[Data listing]
#####

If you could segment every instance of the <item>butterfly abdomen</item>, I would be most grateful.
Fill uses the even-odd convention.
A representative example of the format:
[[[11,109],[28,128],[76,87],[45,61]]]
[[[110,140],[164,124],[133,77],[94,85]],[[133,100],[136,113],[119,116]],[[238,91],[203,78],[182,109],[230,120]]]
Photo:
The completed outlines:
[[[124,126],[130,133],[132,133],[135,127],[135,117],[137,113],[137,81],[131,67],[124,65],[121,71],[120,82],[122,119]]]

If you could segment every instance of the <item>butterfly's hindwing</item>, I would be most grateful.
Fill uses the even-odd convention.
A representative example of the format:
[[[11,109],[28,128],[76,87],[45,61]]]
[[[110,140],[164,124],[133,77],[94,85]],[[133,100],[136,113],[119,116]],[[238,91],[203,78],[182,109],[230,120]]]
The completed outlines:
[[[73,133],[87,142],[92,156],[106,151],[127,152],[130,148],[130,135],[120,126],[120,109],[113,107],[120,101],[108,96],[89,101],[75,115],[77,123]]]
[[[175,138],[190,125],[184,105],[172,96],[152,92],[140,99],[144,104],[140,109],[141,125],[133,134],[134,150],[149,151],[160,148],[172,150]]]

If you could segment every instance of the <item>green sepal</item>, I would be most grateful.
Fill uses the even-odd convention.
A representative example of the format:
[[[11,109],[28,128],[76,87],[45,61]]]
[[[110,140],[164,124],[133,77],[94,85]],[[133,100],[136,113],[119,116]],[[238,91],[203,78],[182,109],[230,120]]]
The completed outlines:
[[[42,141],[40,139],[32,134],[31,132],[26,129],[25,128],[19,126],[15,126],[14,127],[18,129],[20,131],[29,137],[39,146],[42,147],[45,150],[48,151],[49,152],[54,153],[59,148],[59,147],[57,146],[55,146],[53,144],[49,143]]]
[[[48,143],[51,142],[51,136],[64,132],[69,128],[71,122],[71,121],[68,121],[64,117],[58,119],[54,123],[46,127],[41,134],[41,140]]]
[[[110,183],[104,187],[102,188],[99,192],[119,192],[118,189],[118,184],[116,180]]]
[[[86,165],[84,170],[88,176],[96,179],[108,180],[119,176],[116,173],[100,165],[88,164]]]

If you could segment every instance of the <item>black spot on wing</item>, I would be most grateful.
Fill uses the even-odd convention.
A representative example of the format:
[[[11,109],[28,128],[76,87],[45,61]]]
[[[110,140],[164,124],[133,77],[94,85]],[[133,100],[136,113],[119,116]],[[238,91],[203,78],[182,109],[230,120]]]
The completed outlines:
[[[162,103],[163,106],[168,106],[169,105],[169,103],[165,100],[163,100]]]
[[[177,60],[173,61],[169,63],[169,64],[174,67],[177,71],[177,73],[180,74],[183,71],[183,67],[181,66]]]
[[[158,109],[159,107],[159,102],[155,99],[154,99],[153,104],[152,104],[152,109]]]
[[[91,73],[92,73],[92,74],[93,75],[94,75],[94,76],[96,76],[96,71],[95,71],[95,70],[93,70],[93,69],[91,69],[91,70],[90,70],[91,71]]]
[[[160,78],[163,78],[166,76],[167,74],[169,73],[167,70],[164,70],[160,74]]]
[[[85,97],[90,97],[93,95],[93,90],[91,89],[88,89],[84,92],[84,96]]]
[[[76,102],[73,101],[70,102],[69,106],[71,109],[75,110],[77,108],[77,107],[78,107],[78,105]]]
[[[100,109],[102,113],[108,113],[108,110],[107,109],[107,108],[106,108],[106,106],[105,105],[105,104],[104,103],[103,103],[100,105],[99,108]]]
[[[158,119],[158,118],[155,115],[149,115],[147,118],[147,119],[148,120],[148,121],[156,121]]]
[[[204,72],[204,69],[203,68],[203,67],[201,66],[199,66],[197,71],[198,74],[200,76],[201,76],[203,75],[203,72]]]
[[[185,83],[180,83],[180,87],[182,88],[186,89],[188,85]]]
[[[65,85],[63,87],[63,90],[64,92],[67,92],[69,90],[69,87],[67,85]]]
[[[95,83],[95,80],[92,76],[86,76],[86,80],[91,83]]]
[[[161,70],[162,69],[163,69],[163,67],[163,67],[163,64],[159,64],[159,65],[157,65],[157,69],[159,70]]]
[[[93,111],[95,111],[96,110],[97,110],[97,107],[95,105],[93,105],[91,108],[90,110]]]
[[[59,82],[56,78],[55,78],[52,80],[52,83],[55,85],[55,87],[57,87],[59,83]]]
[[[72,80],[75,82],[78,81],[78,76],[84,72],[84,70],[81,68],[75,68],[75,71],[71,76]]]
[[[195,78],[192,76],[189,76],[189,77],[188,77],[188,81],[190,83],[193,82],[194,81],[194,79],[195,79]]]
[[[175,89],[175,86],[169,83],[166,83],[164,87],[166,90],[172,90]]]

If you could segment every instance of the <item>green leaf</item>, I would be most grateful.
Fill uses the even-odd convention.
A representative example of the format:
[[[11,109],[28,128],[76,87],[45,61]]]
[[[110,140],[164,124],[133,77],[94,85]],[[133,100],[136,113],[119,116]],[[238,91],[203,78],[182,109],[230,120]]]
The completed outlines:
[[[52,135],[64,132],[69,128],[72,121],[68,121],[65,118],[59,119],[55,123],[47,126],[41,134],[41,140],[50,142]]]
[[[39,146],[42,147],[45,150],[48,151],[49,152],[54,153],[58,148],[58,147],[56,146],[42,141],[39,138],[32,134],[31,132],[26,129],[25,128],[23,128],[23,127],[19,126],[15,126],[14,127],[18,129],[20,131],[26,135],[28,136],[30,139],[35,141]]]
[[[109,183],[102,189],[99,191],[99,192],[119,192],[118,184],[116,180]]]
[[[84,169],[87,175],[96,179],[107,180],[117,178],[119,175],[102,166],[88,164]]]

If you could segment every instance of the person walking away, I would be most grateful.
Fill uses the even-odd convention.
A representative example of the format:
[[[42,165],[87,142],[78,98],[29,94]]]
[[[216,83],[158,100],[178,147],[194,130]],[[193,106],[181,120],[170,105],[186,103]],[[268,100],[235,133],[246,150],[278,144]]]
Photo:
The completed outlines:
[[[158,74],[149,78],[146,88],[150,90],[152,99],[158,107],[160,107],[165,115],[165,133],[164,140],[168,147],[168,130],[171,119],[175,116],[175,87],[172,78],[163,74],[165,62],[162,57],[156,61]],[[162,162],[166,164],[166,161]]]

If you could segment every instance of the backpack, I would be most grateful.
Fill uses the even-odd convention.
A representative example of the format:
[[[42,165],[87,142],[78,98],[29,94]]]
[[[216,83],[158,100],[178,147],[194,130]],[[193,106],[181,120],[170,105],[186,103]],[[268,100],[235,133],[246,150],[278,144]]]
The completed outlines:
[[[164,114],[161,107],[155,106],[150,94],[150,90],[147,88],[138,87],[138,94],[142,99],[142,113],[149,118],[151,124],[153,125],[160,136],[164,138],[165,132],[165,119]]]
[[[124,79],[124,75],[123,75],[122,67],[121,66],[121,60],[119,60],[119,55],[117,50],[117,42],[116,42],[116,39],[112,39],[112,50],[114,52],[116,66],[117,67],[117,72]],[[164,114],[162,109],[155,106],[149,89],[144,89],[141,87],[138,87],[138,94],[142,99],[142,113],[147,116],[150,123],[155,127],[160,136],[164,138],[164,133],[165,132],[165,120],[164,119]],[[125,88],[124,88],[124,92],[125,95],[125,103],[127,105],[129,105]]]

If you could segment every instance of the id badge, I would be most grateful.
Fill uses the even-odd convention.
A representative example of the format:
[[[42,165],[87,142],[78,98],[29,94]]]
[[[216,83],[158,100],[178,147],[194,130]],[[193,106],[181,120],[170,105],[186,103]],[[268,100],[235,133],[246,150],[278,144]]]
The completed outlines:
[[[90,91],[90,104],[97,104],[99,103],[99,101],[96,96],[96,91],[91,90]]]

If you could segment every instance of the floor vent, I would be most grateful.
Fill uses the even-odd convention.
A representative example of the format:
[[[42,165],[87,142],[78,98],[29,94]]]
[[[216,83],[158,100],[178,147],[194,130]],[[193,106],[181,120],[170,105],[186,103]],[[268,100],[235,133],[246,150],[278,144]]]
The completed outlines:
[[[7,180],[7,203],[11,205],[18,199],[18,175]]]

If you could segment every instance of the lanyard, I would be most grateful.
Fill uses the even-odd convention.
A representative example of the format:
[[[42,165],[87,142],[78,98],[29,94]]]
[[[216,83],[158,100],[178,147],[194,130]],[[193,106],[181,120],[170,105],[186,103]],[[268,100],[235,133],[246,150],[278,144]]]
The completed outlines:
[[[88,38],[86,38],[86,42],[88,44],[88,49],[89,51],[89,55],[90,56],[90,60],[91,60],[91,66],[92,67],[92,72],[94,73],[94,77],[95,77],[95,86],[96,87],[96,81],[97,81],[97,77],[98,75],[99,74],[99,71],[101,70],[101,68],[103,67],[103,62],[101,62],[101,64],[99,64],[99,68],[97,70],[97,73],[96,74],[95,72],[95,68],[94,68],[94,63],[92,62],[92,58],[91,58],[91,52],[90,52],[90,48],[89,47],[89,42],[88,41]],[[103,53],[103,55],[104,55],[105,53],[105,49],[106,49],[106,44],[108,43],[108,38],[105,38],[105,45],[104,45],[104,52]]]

#####

### Task prompt
Please state how many lines of the rows above contain the string "every", where case counts. Give only the number.

### Task response
10